**Excerpted data**.
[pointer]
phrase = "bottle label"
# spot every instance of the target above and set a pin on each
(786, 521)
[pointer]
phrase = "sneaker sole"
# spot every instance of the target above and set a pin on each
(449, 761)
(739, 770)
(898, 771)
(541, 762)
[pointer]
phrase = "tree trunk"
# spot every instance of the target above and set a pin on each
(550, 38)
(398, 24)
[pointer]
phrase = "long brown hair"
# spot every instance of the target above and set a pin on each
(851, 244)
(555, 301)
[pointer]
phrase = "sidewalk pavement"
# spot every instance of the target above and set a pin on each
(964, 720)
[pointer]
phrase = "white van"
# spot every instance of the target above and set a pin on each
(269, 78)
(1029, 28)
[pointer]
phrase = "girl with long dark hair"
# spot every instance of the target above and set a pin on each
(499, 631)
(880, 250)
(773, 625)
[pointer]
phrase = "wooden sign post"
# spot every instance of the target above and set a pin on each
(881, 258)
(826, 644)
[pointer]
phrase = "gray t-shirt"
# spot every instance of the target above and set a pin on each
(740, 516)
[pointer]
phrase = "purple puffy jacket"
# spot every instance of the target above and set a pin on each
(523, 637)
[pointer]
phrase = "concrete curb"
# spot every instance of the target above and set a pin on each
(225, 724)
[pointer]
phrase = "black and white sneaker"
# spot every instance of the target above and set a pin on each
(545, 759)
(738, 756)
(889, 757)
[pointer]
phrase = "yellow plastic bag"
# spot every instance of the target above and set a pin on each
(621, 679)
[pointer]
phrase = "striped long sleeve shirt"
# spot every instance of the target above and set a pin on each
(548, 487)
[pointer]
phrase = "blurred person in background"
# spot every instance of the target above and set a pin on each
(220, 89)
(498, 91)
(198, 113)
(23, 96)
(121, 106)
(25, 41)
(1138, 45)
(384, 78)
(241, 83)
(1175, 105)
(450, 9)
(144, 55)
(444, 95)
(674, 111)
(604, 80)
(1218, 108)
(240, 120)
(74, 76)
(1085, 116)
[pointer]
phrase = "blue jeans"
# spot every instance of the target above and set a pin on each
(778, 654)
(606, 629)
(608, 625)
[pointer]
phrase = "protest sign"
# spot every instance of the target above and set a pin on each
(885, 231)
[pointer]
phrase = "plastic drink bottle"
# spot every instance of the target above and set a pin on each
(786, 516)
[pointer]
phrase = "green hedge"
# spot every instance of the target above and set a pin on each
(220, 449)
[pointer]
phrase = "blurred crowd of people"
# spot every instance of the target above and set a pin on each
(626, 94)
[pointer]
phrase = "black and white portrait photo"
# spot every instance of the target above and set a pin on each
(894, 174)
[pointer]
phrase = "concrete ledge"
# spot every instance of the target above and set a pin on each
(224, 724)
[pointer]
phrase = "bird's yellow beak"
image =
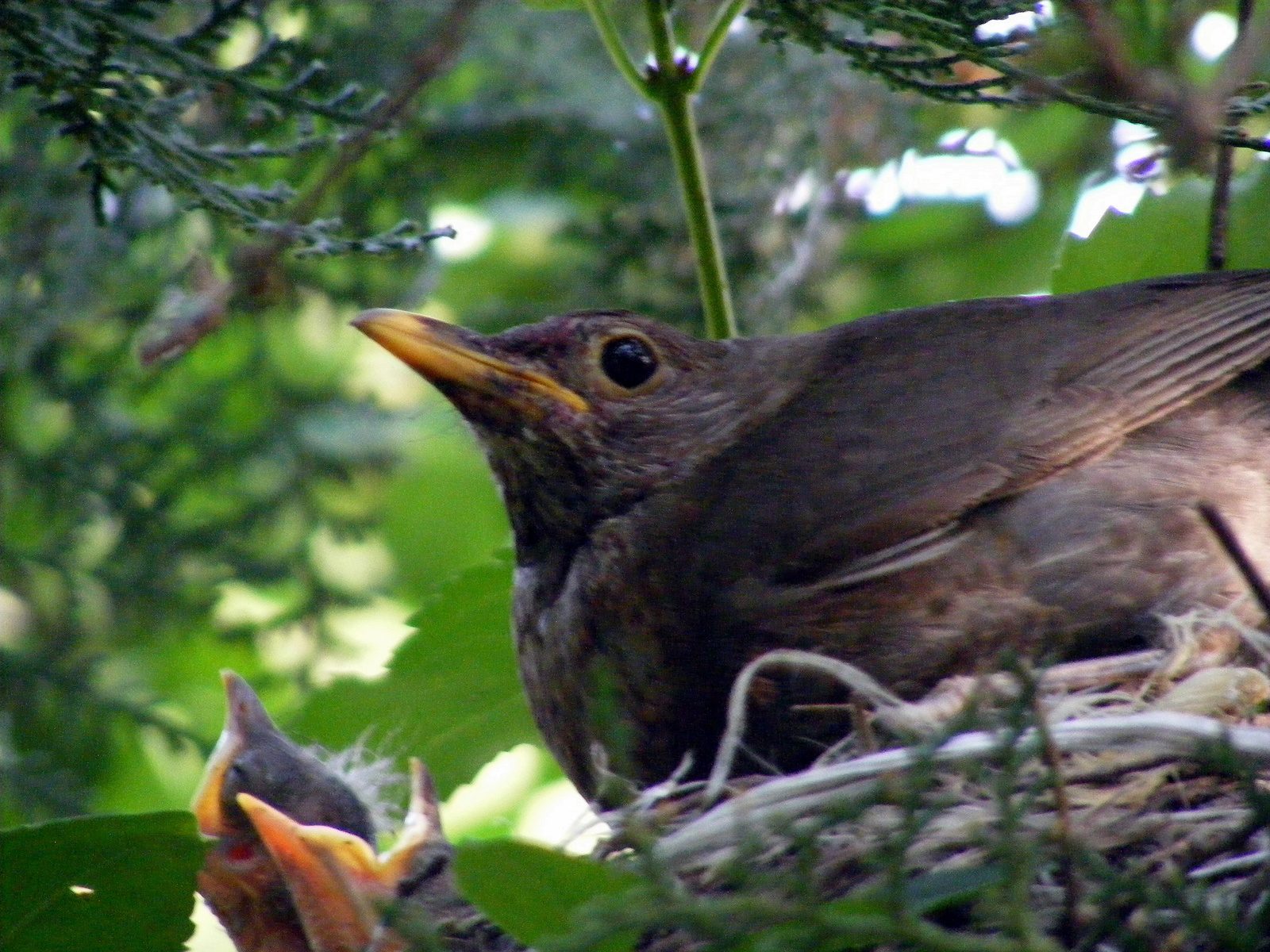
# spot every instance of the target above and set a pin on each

**Stated problem**. Please repeat the entries exactly. Do not include the pictures.

**Full response**.
[pointer]
phrase = "bottle label"
# spot every instance of the target above and set a pin on each
(786, 521)
[pointer]
phrase = "sneaker sole"
# spot every instance of the target above and set a pin on each
(449, 761)
(739, 770)
(898, 771)
(541, 762)
[pointer]
phrase = "tree trunk"
# spot every instance of the target above and set a pin on each
(550, 38)
(398, 24)
[pointer]
phrase = "long brown hair"
# spot every instance of the target above and set a pin on each
(851, 244)
(555, 301)
[pointer]
phrase = "sidewalk pavement"
# spot every instance of the target above and set a pin on each
(964, 720)
[pointer]
phrase = "white van"
# spot every instance of the target above and set a pin on each
(269, 78)
(1029, 28)
[pointer]
phrase = "girl with long dark hair"
# spot every instance of the target above and set a pin on each
(499, 631)
(880, 250)
(773, 625)
[pointer]
phrase = "wooden sign post"
# spot every instance of the target above and set a pin on each
(881, 258)
(826, 644)
[pointer]
phrase = "gray t-shirt"
# spot every instance of the target above and set a pin on each
(740, 516)
[pointer]
phrase = "purple puffy jacket"
# spot every instance of the target above and set a pin on each
(523, 637)
[pointer]
phrase = "concrete curb"
# spot every instance of the target above and set a pin on each
(225, 724)
[pointer]
phrase = "black and white sneaker"
# spot every instance of the target above and set a pin on each
(545, 759)
(738, 756)
(889, 757)
[pointer]
phrase = "yellow plastic bag"
# spot every instance of the target above and set a pin on each
(621, 679)
[pointer]
phrase = "striped long sleeve shirt"
# spot every instance of the target above and set a pin on each
(548, 487)
[pointer]
phrase = "blurred person in background"
# spot every instance of the target above and set a pin on each
(220, 89)
(498, 91)
(198, 113)
(23, 96)
(121, 106)
(25, 41)
(1138, 45)
(384, 78)
(241, 83)
(1175, 105)
(450, 9)
(144, 55)
(444, 95)
(674, 111)
(604, 80)
(1218, 108)
(240, 120)
(74, 76)
(1085, 116)
[pointer]
phrase = "blue jeans"
# spot every instance of the target above and set a pin on each
(778, 654)
(606, 629)
(608, 625)
[pointer]
phrase = "protest sign"
# spot every instance of the target above and set a pin on each
(885, 231)
[pointer]
phrase = "plastic drink bottle"
# spot every instance of the target above and set a pin on each
(786, 516)
[pointer]
phrase = "green hedge"
# spot every instance of the target above and set a pin on each
(220, 449)
[pointer]
phrase = "blurred crowd of people"
# spot every instance of the target above and set a pin on each
(626, 94)
[pointer]
phrase = "black and white portrait photo"
# spot every instance of the target above and set a pin on each
(894, 174)
[pointer]
phrase = "concrete ledge"
# spot every instance of the target above and set a pin on each
(224, 724)
[pointer]
phrase = "bird's yellow beak"
image =
# spot every instance of the target above and set a pin on each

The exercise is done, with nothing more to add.